The East India Company: The History of The British Empire's Most Famous Mercantile Company / Charles River Editors kitabından esinlenerek yazılmıştır.
Şirket dönemin İngiltere' sinde ve Avrupa' sında belirgin bir iz bıraktı. İngiltere' ye önemli bir sermaye akışı sağladı, bankacılık başladı, Sanayi Devrimine zemin hazırladı. Diğer Batılı ülkelerde iştah yaratarak Merkantalizm dönemini ortaya çıkardı.
Eskiden beri Doğunun zenginlikleri, icatları, bilimde önde gidişi vardı; İmparatorlukları da Batıda görülmemiş ölçeklere ulaşabiliyordu. Batının bu zenginliklere ulaşımı kısıtlıydı, ulaştığındaysa karşılığında sunabileceği kıymetli bir ürünü yoktu. Mecburen Avrupalı denizciler daha batıya giderek Yeni Dünyayla karşılaştılar. Gümüş madenleri talan edilerek Avrupa'ya taşındı, Merkantalizm zamanıydı, artık Doğudan gelen ürünler için ilgi çeken ve değerli bir mal vardı: Gümüş! Ümit Burnu' nun geçilmesiyle birlikte İpek Yolu' na da alternatif bulunmuş oldu.
1600 yılında Şirket kuruldu, kâr amaçlıydı, Kraliçe' den bir takım imtiyazlar da almıştı. Personelin bir kısmı hiç bir zaman Hindistan' ı görmedi; bir kısmı kariyerinin bir döneminde Hindistan' da görev yaptı. Şirket zamanla politik güce kavuştu, 24,000 kişilik bir silahlı kuvvet bile oluşturdu.

▬▬▬▬▬▬▬▬▬▬

▶ **Yapılacak İşler**
1. Doğu Hindistan Şirketi üzerine olan metni harfi harfine, eksiksiz olarak yeniden yazın.
2. Listede "target: rocky ground" ifadesini içeren satırla açılıp "67 L 32 115" ifadesini içeren satırla kapanan bölümü, iki uç satır da dahil olmak üzere, her satır için bir dize içeren bir JSON dizisi olarak verin. Boş satırları dizinin dışında bırakın.

▶ **Kullanılacak Liste**
▬▬▬▬▬▬▬▬▬▬

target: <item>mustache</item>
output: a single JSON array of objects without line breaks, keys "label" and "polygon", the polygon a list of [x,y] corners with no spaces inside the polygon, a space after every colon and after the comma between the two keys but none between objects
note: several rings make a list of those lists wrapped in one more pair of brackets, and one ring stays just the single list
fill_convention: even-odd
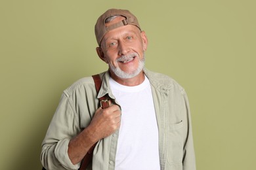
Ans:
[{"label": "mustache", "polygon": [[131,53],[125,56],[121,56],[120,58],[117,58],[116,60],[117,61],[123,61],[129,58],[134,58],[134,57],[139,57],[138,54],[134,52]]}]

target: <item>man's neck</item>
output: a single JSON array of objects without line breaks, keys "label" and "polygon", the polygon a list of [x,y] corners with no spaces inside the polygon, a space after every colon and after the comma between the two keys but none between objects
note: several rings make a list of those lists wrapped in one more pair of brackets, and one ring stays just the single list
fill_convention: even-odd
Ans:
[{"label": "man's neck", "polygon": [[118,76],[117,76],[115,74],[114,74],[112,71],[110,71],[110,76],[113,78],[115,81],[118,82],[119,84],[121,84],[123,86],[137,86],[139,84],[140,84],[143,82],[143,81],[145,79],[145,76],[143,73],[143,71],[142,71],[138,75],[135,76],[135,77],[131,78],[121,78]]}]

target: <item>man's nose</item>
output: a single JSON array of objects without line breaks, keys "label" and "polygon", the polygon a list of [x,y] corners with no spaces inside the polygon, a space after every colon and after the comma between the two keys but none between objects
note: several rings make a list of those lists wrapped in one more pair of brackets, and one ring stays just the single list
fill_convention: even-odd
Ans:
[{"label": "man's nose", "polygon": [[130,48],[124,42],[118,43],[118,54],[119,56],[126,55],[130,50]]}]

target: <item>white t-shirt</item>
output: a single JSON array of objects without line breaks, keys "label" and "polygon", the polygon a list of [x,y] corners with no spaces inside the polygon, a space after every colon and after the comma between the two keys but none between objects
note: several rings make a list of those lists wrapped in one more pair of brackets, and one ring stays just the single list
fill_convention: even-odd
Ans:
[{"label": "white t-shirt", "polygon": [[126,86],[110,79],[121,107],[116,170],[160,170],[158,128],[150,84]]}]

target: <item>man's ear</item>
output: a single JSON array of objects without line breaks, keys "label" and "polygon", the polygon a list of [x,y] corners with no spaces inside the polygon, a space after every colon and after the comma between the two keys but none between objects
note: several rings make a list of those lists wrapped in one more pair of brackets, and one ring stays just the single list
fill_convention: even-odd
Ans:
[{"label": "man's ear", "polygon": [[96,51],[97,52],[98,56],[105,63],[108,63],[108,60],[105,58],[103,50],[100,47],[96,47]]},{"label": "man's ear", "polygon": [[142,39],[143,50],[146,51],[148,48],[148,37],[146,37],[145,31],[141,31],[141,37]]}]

▬▬▬▬▬▬▬▬▬▬

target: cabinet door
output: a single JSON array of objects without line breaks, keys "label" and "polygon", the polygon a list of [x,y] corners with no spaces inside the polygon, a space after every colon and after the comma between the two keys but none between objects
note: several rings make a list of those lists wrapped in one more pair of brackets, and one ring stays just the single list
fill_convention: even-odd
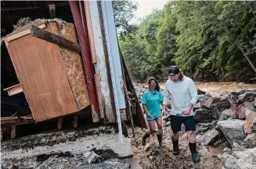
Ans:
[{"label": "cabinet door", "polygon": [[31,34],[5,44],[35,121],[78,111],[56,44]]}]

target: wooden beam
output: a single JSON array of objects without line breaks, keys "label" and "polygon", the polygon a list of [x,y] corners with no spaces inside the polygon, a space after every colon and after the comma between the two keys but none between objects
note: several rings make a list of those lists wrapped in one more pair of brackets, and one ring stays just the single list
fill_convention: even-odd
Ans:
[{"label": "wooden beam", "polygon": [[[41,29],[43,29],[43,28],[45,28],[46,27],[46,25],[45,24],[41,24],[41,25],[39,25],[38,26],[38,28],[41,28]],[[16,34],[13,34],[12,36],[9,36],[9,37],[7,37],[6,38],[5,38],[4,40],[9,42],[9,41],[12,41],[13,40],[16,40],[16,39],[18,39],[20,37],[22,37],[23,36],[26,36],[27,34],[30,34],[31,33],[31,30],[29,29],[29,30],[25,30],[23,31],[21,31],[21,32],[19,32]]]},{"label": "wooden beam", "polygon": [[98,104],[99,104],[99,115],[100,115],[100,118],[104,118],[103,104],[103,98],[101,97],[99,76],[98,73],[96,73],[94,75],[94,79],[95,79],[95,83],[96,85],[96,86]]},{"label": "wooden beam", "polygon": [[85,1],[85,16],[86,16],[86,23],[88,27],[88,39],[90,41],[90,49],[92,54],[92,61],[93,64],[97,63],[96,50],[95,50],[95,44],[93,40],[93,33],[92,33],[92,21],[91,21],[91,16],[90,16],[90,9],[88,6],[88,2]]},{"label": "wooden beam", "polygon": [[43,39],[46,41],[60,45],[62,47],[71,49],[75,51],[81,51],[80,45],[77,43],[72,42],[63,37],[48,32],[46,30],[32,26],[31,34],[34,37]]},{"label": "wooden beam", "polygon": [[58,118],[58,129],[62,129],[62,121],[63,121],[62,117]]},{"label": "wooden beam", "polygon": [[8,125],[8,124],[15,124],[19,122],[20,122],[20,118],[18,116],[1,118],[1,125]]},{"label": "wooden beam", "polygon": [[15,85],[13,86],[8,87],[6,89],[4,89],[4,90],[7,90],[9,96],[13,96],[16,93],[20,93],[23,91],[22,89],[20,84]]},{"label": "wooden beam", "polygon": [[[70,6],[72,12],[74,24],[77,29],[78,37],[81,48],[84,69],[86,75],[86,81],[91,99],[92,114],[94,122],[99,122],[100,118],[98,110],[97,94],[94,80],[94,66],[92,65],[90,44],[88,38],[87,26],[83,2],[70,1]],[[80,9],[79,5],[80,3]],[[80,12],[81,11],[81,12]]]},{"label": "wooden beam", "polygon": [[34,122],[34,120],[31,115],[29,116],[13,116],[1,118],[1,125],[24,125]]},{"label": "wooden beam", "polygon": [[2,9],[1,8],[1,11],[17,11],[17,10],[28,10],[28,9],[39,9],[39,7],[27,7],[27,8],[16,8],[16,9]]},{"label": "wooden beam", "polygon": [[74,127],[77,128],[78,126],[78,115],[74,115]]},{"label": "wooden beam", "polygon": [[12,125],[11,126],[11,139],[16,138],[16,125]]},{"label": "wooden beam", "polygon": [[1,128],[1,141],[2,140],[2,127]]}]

▬▬▬▬▬▬▬▬▬▬

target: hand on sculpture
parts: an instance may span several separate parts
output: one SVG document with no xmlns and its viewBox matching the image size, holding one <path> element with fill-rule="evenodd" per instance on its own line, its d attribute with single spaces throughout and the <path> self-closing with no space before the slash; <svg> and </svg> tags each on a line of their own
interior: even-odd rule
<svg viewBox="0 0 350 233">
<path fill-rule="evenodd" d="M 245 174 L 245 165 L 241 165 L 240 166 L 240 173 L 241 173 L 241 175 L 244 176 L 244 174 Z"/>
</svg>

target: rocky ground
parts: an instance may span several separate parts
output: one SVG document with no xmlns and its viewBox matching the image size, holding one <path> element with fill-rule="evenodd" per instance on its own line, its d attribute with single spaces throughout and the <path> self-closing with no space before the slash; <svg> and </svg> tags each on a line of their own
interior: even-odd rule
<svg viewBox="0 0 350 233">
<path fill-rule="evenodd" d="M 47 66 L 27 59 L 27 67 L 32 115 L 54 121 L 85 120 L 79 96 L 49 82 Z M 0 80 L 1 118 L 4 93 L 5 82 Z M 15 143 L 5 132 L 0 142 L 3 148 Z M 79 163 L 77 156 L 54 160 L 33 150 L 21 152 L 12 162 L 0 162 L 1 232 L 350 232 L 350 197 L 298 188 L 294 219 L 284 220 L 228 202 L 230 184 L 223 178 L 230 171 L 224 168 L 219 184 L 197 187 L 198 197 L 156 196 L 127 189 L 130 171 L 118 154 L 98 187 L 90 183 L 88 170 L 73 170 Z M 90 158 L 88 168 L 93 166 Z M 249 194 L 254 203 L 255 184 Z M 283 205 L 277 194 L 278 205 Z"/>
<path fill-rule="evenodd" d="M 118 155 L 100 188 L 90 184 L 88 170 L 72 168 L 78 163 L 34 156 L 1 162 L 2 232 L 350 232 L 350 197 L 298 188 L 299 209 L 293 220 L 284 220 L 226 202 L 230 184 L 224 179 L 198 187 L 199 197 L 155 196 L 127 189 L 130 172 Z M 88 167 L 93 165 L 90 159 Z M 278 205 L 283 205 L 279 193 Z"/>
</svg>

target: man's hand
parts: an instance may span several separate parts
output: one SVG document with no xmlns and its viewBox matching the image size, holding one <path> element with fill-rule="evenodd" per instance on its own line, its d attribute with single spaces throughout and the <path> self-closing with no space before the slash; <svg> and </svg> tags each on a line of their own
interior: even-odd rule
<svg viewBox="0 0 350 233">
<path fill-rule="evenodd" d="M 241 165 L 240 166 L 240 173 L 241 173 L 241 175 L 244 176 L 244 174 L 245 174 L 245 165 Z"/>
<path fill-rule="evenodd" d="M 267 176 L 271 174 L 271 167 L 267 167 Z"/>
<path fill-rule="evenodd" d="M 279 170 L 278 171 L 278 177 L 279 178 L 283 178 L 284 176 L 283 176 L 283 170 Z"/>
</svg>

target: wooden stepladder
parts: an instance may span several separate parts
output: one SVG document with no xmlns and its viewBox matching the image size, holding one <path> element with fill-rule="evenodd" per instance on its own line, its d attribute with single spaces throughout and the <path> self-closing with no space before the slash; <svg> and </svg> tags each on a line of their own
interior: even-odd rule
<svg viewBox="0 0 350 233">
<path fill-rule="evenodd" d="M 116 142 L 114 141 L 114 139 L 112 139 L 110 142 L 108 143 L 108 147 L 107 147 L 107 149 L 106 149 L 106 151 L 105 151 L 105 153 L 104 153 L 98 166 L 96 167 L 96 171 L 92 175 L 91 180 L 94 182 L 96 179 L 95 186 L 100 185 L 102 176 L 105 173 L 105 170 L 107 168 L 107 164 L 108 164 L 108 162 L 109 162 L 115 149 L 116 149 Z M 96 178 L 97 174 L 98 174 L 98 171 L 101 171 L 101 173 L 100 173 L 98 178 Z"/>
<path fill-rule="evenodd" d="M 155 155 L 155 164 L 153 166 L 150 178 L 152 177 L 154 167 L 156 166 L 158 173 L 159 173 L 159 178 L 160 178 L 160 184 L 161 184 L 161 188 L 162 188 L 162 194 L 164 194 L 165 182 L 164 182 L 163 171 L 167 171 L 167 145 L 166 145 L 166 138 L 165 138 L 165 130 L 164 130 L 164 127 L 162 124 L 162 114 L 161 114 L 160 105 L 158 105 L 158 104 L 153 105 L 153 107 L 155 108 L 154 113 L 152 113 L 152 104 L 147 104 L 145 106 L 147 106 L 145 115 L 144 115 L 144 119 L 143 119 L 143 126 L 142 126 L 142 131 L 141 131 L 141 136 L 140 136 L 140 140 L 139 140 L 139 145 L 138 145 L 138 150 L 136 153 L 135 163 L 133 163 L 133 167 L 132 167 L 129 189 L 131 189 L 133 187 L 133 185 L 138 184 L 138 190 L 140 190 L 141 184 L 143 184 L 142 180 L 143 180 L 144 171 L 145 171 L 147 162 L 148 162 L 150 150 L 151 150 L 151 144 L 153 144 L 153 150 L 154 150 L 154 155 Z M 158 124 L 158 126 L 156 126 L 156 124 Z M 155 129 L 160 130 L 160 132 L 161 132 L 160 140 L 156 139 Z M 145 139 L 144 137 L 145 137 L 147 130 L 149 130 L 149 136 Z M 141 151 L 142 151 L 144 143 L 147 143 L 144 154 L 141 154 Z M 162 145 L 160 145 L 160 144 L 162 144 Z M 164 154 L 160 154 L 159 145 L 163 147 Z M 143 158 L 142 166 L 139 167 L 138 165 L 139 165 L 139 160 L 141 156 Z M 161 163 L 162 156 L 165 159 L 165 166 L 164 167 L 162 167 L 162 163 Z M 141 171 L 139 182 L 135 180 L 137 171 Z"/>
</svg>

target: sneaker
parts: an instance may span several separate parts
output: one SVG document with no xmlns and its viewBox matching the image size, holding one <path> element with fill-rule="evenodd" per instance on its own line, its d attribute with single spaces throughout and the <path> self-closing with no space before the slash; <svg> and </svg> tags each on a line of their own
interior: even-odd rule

▬▬▬▬▬▬▬▬▬▬

▶ **Nihai Sonuçlar**
1.
The East India Company: The History of The British Empire's Most Famous Mercantile Company / Charles River Editors kitabından esinlenerek yazılmıştır.
Şirket dönemin İngiltere' sinde ve Avrupa' sında belirgin bir iz bıraktı. İngiltere' ye önemli bir sermaye akışı sağladı, bankacılık başladı, Sanayi Devrimine zemin hazırladı. Diğer Batılı ülkelerde iştah yaratarak Merkantalizm dönemini ortaya çıkardı.
Eskiden beri Doğunun zenginlikleri, icatları, bilimde önde gidişi vardı; İmparatorlukları da Batıda görülmemiş ölçeklere ulaşabiliyordu. Batının bu zenginliklere ulaşımı kısıtlıydı, ulaştığındaysa karşılığında sunabileceği kıymetli bir ürünü yoktu. Mecburen Avrupalı denizciler daha batıya giderek Yeni Dünyayla karşılaştılar. Gümüş madenleri talan edilerek Avrupa'ya taşındı, Merkantalizm zamanıydı, artık Doğudan gelen ürünler için ilgi çeken ve değerli bir mal vardı: Gümüş! Ümit Burnu' nun geçilmesiyle birlikte İpek Yolu' na da alternatif bulunmuş oldu.
1600 yılında Şirket kuruldu, kâr amaçlıydı, Kraliçe' den bir takım imtiyazlar da almıştı. Personelin bir kısmı hiç bir zaman Hindistan' ı görmedi; bir kısmı kariyerinin bir döneminde Hindistan' da görev yaptı. Şirket zamanla politik güce kavuştu, 24,000 kişilik bir silahlı kuvvet bile oluşturdu.

2.
[
  "target: rocky ground",
  "parts: an instance may span several separate parts",
  "output: one SVG document with no xmlns and its viewBox matching the image size, holding one <path> element with fill-rule=\"evenodd\" per instance on its own line, its d attribute with single spaces throughout and the <path> self-closing with no space before the slash; <svg> and </svg> tags each on a line of their own",
  "interior: even-odd rule",
  "<svg viewBox=\"0 0 350 233\">",
  "<path fill-rule=\"evenodd\" d=\"M 47 66 L 27 59 L 27 67 L 32 115 L 54 121 L 85 120 L 79 96 L 49 82 Z M 0 80 L 1 118 L 4 93 L 5 82 Z M 15 143 L 5 132 L 0 142 L 3 148 Z M 79 163 L 77 156 L 54 160 L 33 150 L 21 152 L 12 162 L 0 162 L 1 232 L 350 232 L 350 197 L 298 188 L 294 219 L 284 220 L 228 202 L 230 184 L 223 178 L 230 171 L 224 168 L 219 184 L 197 187 L 198 197 L 156 196 L 127 189 L 130 171 L 118 154 L 98 187 L 90 183 L 88 170 L 73 170 Z M 90 158 L 88 168 L 93 166 Z M 249 194 L 254 203 L 255 184 Z M 283 205 L 277 194 L 278 205 Z\"/>"
]